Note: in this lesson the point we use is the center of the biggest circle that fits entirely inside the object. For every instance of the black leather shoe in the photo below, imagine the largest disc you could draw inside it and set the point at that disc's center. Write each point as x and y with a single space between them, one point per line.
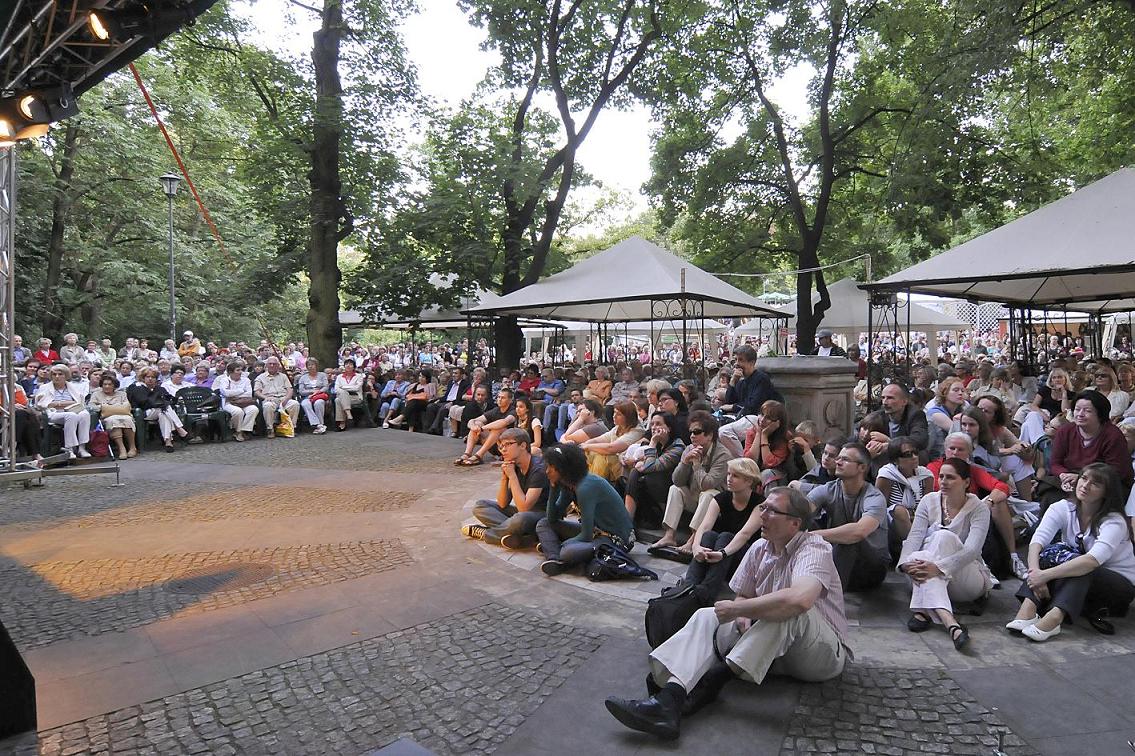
649 715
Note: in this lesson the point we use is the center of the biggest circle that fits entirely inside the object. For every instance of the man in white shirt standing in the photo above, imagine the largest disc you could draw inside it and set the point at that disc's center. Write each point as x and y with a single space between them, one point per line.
275 391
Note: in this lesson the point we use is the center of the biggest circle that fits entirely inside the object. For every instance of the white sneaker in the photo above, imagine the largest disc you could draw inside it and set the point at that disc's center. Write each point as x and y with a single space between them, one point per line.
1019 568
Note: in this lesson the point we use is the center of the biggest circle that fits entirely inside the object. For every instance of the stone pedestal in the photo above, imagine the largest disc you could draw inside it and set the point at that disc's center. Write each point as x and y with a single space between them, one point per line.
815 388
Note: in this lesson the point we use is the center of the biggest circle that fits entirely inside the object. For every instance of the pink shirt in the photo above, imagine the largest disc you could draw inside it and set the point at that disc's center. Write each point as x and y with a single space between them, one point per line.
764 572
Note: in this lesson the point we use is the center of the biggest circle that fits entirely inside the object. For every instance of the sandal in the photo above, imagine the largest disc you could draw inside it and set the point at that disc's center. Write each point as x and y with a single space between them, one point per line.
959 635
919 622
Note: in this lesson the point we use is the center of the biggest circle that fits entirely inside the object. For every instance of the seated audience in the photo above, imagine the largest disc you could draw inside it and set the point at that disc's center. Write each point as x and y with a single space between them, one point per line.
854 521
521 501
62 401
156 404
942 554
788 618
603 519
1081 561
697 479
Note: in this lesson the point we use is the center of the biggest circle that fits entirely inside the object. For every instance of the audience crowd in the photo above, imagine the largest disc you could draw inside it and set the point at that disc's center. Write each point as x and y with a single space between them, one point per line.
951 473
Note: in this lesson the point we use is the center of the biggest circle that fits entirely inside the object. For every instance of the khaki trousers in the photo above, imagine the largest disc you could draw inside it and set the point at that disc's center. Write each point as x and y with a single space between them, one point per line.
683 500
805 647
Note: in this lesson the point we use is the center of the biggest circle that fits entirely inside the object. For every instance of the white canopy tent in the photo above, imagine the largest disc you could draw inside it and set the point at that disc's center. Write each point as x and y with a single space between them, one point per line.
1078 251
633 280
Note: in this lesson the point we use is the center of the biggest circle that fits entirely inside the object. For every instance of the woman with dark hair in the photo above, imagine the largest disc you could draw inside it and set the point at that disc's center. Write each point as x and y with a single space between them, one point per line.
766 443
417 399
1090 437
603 518
603 452
1090 570
1007 447
942 555
650 477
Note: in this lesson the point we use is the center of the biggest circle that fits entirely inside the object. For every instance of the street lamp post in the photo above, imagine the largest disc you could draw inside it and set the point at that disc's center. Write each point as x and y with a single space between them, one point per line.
169 183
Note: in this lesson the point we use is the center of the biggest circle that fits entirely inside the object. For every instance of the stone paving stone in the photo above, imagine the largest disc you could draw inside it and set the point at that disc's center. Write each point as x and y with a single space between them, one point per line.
56 601
896 712
457 685
81 505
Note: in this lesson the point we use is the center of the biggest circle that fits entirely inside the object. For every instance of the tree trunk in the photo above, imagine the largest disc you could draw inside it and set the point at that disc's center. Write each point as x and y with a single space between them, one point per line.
53 319
327 207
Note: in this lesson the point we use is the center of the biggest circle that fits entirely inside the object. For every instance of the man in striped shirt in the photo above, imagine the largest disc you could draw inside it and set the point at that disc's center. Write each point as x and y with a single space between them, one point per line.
788 615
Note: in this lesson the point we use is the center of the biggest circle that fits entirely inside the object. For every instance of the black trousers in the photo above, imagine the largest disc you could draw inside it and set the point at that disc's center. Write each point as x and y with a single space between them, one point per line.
860 567
1085 595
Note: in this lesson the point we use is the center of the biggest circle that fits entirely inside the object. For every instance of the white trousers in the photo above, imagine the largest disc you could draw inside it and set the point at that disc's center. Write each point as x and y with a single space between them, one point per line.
76 426
683 500
732 436
167 420
940 591
243 419
291 406
314 411
804 647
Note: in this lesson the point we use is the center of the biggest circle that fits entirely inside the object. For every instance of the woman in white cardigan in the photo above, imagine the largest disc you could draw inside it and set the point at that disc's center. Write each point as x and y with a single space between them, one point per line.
942 555
64 402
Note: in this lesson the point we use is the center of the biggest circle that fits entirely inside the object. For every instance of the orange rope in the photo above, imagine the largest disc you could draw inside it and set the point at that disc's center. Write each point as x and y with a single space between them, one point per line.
201 204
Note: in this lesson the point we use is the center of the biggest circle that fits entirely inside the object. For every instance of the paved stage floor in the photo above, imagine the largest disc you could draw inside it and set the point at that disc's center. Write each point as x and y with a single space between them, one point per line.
314 596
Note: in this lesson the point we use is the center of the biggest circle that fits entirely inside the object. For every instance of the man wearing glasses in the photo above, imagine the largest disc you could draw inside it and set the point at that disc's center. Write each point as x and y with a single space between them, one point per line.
788 618
856 521
522 497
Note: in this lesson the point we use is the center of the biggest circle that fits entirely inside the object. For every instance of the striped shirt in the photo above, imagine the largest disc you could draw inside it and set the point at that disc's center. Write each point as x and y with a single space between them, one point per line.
762 571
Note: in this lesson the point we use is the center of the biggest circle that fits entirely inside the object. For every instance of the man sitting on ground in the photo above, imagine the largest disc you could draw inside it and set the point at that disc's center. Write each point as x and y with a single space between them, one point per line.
522 497
274 388
788 618
856 521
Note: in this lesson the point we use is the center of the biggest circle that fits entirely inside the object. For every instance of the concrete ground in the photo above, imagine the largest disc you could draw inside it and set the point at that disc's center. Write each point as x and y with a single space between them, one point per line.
314 595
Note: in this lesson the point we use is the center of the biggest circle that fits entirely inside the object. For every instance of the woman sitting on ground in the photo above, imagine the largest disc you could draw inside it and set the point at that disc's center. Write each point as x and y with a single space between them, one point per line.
904 483
417 399
942 555
1007 447
949 400
766 443
603 452
114 408
62 401
1090 570
347 391
587 425
603 518
154 401
528 422
649 479
730 523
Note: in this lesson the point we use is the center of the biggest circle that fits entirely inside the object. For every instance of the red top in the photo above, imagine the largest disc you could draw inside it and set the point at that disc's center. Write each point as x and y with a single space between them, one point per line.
1069 454
980 479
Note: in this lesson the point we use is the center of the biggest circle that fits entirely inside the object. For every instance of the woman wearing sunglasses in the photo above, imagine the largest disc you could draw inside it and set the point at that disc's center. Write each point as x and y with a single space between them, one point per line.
1090 570
942 555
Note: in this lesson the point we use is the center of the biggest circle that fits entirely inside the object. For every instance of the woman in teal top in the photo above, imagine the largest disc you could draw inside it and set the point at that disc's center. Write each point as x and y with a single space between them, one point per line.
602 514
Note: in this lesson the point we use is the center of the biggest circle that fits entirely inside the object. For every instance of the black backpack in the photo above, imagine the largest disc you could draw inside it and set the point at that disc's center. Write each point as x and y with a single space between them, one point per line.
669 613
613 563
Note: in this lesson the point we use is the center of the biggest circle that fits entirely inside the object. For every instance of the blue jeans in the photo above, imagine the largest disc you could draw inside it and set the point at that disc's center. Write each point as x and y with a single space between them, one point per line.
509 520
552 536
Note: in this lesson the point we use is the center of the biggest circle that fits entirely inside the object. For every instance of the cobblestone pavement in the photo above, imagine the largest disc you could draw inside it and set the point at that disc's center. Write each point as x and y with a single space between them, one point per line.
81 505
359 448
439 683
56 601
894 713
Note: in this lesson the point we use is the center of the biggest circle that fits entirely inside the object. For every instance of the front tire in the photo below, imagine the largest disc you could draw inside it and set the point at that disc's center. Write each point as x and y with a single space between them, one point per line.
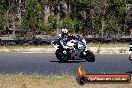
60 56
90 57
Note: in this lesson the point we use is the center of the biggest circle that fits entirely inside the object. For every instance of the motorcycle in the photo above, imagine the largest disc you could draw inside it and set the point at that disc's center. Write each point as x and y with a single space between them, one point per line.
72 49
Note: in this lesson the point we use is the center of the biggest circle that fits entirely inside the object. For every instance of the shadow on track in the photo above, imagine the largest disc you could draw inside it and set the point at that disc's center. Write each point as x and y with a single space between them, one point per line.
69 61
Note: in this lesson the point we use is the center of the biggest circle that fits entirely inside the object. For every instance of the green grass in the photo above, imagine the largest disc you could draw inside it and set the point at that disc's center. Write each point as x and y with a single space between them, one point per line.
51 81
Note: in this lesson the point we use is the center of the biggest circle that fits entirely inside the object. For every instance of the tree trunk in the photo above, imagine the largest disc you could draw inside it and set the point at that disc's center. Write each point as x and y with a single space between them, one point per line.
19 12
46 10
102 27
14 26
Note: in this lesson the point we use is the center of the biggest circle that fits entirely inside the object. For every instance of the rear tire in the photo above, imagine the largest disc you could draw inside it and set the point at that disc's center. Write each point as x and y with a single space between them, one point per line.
90 57
60 56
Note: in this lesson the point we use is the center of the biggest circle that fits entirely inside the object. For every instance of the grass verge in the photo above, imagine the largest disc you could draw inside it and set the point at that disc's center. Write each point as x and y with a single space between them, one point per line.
51 81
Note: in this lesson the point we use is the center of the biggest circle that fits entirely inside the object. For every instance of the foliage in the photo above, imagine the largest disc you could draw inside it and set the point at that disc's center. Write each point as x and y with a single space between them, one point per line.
89 17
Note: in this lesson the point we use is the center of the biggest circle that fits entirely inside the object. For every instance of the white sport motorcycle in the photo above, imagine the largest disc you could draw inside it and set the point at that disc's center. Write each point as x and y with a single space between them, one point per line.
72 48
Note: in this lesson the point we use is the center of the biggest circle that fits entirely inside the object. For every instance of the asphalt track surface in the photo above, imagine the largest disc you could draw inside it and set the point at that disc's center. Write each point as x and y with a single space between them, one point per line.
47 64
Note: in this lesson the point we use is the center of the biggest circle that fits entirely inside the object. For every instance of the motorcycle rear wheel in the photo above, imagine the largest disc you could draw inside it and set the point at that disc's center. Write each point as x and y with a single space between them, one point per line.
90 57
60 56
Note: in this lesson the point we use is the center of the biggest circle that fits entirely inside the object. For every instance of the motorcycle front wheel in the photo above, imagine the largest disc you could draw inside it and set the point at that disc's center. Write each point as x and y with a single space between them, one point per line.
90 57
60 56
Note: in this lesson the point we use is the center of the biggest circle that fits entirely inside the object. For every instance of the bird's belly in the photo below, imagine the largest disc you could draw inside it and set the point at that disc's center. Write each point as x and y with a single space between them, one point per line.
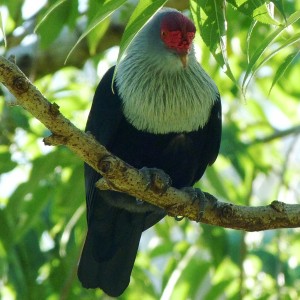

* [WORK REQUEST]: Write out again, word for word, only the lines from the one with "of the foliage" through the last line of the material, and omit each picture.

* [SOLUTION]:
Note: in this lesson the point we use is the center of the biggest circle that fits entirely inside the object. For every instance of the foliage in the photo above, imagine the largest disc you could draw inside it and set the point at that disc's center. Write each point as x and y with a single space between them, one point per line.
89 17
Note: in this lesson the point we use is the center of the biggest circle that fits entirely inside the object. For every instance of the white sport motorcycle in the photo above, imagine the largest disc you could draw inside it and set the point at that disc's center. Write each point as x and y with a single space between them, one point per line.
72 48
Note: in this lesson the point we use is the center of the biggest circle that fits entirely inside the object. For every instance of the asphalt track surface in the photo above, imagine the largest disc you could draw inside it and set the point at that disc's center. Write each point as x and y with a single space between them, one point per line.
47 64
Note: in this lesson the point we use is the center of the biggest circle that fits entirely inside the object. For every instance of the motorcycle rear wheel in the photo above, imagine the largest disc you could draw inside it and set the point at that disc's center. Write each point as x and y with a single space between them, one point per line.
90 57
60 56
Note: in this lesson the point we use is the center of the biggest circle that fits entirely inside the object. For every instance of the motorcycle front wheel in the photo above, imagine the largest disc you could draw inside it and set the point at that disc's center. Write each point as x and y with a single space between them, one point per line.
90 57
60 56
Note: in this lesson the point we use is the center of the biggest circle that fits entirely inside the object. For every instance of the bird's belly in the photo below, imagine the largest disc you could draw inside it and set the point at that disc's center. Write each point as x and y with a single space between them, one point per line.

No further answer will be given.